━━ EXCERPT PROVIDED

Data Extraction

In [None]:
pip install fredapi

In [None]:
pip install folium

In [None]:
from fredapi import Fred
import pandas as pd
import numpy as np
fred = Fred(api_key='15239f57043248d46a380db5710b0e65')

#US Unemployment Rate Seasonally Adjusted
unrate_sa = fred.get_series('UNRATE')
#US Unemployment Rate Not Seasonally Adjusted
unrate_nsa = fred.get_series('UNRATENSA')
#The reason we need both is because the race series are not seasonally adjusted

In [None]:
#US Unemployment Rate - Women Seasonally Adjusted
women = fred.get_series('LNS14000002')
#US Unemployment Rate - Men Seasonally Adjusted
men = fred.get_series('LNS14000001')

In [None]:
#US Unemployment Rate - Black/African American Not Seasonally Adjusted
black = fred.get_series('LNU04000006')
#US Unemployment Rate - Hispanic Not Seasonally Adjusted
hispanic = fred.get_series('LNU04000009')
#US Unemployment Rate - White Not Seasonally Adjusted
white = fred.get_series('LNU04000003')

In [None]:
#Release is State Employment and Unemployment
release = fred.search_by_release(112)
#Cutting down to only Unemployment Rate data
release = release[release['title'].str.startswith('Unemployment Rate')]
#Getting rid of erraneous entries that aren't specifically the 50 states
release = release[~release['title'].str.endswith('Region')]
release = release[~release['title'].str.endswith('Division')]
release = release[~release['title'].str.endswith('division')]
release = release[~release['title'].str.endswith('(DISCONTINUED)')]
release = release[~release['title'].str.endswith('District of Columbia')]
release = release[~release['title'].str.endswith('Puerto Rico')]

#Cutting all Not Seasonally Adjusted Series
states = release[release['seasonal_adjustment'].str.startswith('Seasonally')]

In [None]:
states

In [None]:
dict = {}
#Going through the Dataframe to get all the series ids
for state in states['id']:
    dict[state[0:2]]=fred.get_series(states['id'][state])
#Building a new DataFrame with all the data we need
states_df = pd.DataFrame(dict)

In [None]:
states_df

Statistical Analysis

In [None]:
from scipy import stats

print(stats.shapiro(unrate_sa))

━━━━
━━ DATA EXTRACT

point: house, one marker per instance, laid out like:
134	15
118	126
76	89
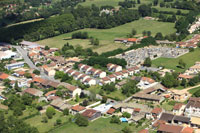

━━━━

■ JOBS ■
**1)** In the unemployment notebook, why are both the seasonally adjusted and not seasonally adjusted overall US unemployment rates retrieved?
**2)** Rewrite the unemployment notebook's code block beginning "#Release is State Employment and Unemployment" as a short list of the steps it performs.
**3)** Extend the unemployment notebook past its final line.
The material plays no part in what is asked here.

■ EXERCISE RESPONSES ■
**1)** Because the race series are not seasonally adjusted.

**2)**
- Pulls FRED release 112, State Employment and Unemployment.
- Keeps only series whose titles begin with "Unemployment Rate."
- Drops entries that are not one of the 50 states: titles ending in "Region," "Division," "division," "(DISCONTINUED)," "District of Columbia," or "Puerto Rico."
- Removes the not seasonally adjusted series by keeping only those whose seasonal adjustment begins with "Seasonally." It saves the result as states.

**3)**
print(stats.shapiro(unrate_nsa))

We can conclude that the unemployment rates are probably not normally distributed, therefore we cannot use tests that assume a normal distribution. We will instead proceed with using the Kruskal-Wallis H Test and Mann-Whitney U Test

Discriminating Factors: Gender

In [None]:
print(stats.kruskal(unrate_sa, women, men))
print(stats.mannwhitneyu(women,men))

These tests suggest that there is a significant difference between the unemployment rates for men and women in the US overall since 1948

In [None]:
df_gen = pd.concat([unrate_sa, women, men], axis=1)
df_gen.columns = ['Unemployment Rate', 'Unemployment Rate - Women', 'Unemployment Rate - Men']

In [None]:
import matplotlib.pyplot as plt

def compute_ci(data, confidence=0.95):
    mean = np.mean(data)
    sem = stats.sem(data) 
    h = sem * stats.t.ppf((1 + confidence) / 2., len(data)-1)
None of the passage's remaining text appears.